◆ **Text provided**:
________
I answered a siren’s call and flew to Portland. Maybe it was a fugue, the last gasp of life from a once beautiful, now haggard, dying thing. There’s something seductive about a place with constant rainfall, endless forests of evergreen trees, a refined coffee culture, and a music scene that feeds the angst and malaise that I have not quite dropped from my teenage years. It’s flaws are both obvious from afar, yet disturbing once experienced firsthand. After reading ‘Ketchup’ by Sam Pink, I thought I could write something like him. A journey with no destination promised and when it does, in fact, end, no one feels they’ve been gypped.
We landed at PDX in the morning. It was raining. Duh. Airports get nicer the further west you go. The New York area airports are horrors. Logan airport achieves the best rating of any East Coast airport I’ve encountered: It was fine. PDX was pleasant, which threw me for a loop on landing. I knew I was entering enemy territory. I expected a loud bunting of pride flags and a battalion of homeless to demand my spare change.
I don’t like flying. I get nervous waiting in lines. The Army got me used to waiting in line for no reason and conditioned me to be obscenely early to wait in line, much to the chagrin of my wife, who’s been flying her whole life, all over the world and has few if any poor experiences. Never missed a flight, never gets stopped by the TSA, never lost any luggage. She puts up with my neurosis. This is true love.
The rental was a Ford Escape. I wonder if they went with “E” names in honor of Edsel Ford, son of Henry Ford. I like the idea. I’m going to tell that to people at parties. It’s fun to have the internet, then make up misinformation. I’m not great at parties, except when I’m with people who are either very uptight or very uncouth. Most people exist in the middle and I don’t know what to do with them. They get made up facts about Ford and crummy, half remembered jokes about Arab homosexuals that my uncles told me, to my mother’s horror.
My mother was a Democrat and ate all the fear and propaganda they fed her. She hated Trump. The last few years of her life consisted of CNN, The View, and Rachel Maddow. I am not a Democrat. I voted for Donald Trump. I used some of the precious time we had left together to argue about why he wasn’t the Anti-Christ. I lost my temper with her on more than one occasion. I stayed with her for the last 18 hours of her life. I was in the next room pleading with her nurses to manage her pain better when she died. I don’t care about politics anymore, at least not in the team sport kind of way that pundits describe, with their colored maps and their color commentary.
________
◆ **Items**:
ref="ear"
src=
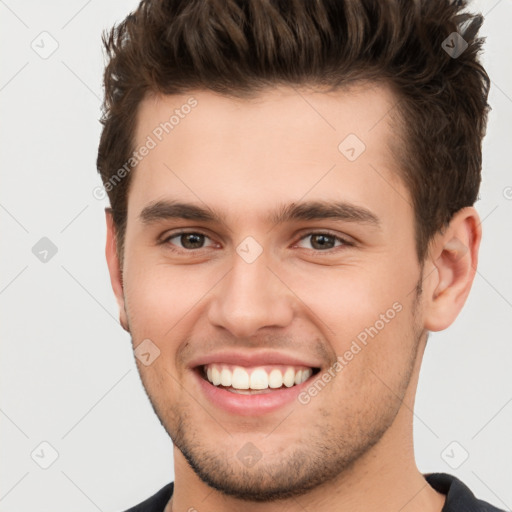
[424,206,482,331]
[105,208,130,332]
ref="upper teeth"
[203,363,313,389]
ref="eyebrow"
[139,200,380,227]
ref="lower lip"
[192,368,316,416]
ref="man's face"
[112,87,423,500]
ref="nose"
[208,248,294,338]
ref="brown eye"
[301,232,353,251]
[162,231,214,251]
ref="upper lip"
[189,351,320,368]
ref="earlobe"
[105,208,130,332]
[425,207,482,331]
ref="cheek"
[125,256,217,339]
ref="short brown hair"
[97,0,490,262]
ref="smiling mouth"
[195,363,320,395]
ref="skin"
[106,85,481,512]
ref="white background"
[0,0,512,512]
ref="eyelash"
[160,230,355,254]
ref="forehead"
[128,84,410,226]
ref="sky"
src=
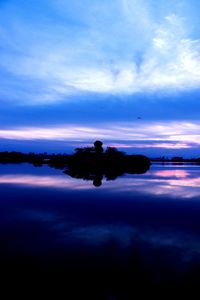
[0,0,200,157]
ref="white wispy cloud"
[0,122,200,149]
[0,0,200,103]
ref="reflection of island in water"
[64,141,151,187]
[0,141,151,187]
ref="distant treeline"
[151,156,200,163]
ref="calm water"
[0,164,200,300]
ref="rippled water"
[0,163,200,299]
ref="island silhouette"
[0,140,151,187]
________
◆ **Tasks to perform**:
1/ In the Portland essay, what kind of car was the rental?
2/ Write the next part of the Portland essay, picking up after its final sentence.
The entries have nothing to do with this.

◆ **Answers for the tasks**:
1/ The rental was a Ford Escape.

2/
Keep Portland Weird. I saw that mural on the side of a doughnut shop whose presence I find unsettling and I’ve heard may be connected to child trafficking and Jeffrey Epstein. Several cities I’ve been to have the same sentiment and those cities all espouse Leftist politics, all have massive homeless/drug problems and all were once quirky, fun weird and are now eldritch horror weird.
Portlandia was a satire television show in the 2010s about the quirky weird Portland and how “the dream of the 90s was alive in Portland”. Portland was socially progressive, laid back, and catered to all kinds of niche interests. As much as people found it distasteful or crass, or weird, it was a place with an identity. Visiting in the 2020s was like examining a decomposing corpse. I could see what it probably used to look like. It smelled horrible and every second I stared, it only got worse.
We ate brunch at a place called Mother’s Bistro & Bar. A friend recommended it and told me he still thinks about the Mac & Cheese he got there from time to time. He was right, the food was delicious. The menu features a different staff member’s mother every month. I think that’s sweet. Not everything in Portland is terrible. There’s plenty of terrible to be sure, but it’s not without some redeeming features. I like quirks. The nice things about Portland do not redeem it, but accentuate the flaws, embiggen the horror.
Mother’s is attached to a hotel. It was a hotel restaurant that was built in the early 20th century and had waiters in ornate uniforms and served Lobster Newburg. Fun Fact: They invented Lobster Newburg in 1892. Not much has been done in terms of renovation and the place looks to be falling apart, eclectic furniture in the waiting area. If I had to describe Portland as a city, I’d say it was a well-crafted and beloved place that no one bothered to maintain. The kids got grandpa’s house, but not his ethics or his know how. The bones are still good, but the bones are the last thing to decay.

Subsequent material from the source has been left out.